Extracted records:
══════════
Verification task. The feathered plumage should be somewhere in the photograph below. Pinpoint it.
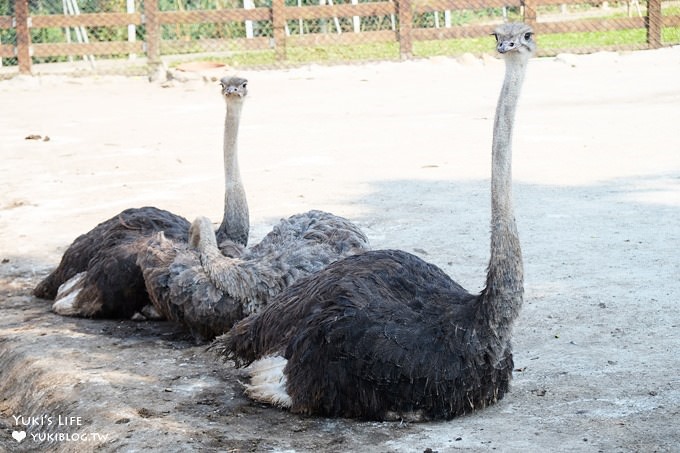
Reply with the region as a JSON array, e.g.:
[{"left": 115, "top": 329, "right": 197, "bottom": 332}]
[
  {"left": 138, "top": 211, "right": 368, "bottom": 339},
  {"left": 211, "top": 24, "right": 535, "bottom": 420},
  {"left": 33, "top": 77, "right": 249, "bottom": 318}
]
══════════
Find each line in the data that contains the string "bottom", matching case exactly, and copy those lines out in full.

[{"left": 115, "top": 329, "right": 197, "bottom": 332}]
  {"left": 138, "top": 211, "right": 368, "bottom": 339},
  {"left": 211, "top": 24, "right": 535, "bottom": 420},
  {"left": 33, "top": 77, "right": 249, "bottom": 318}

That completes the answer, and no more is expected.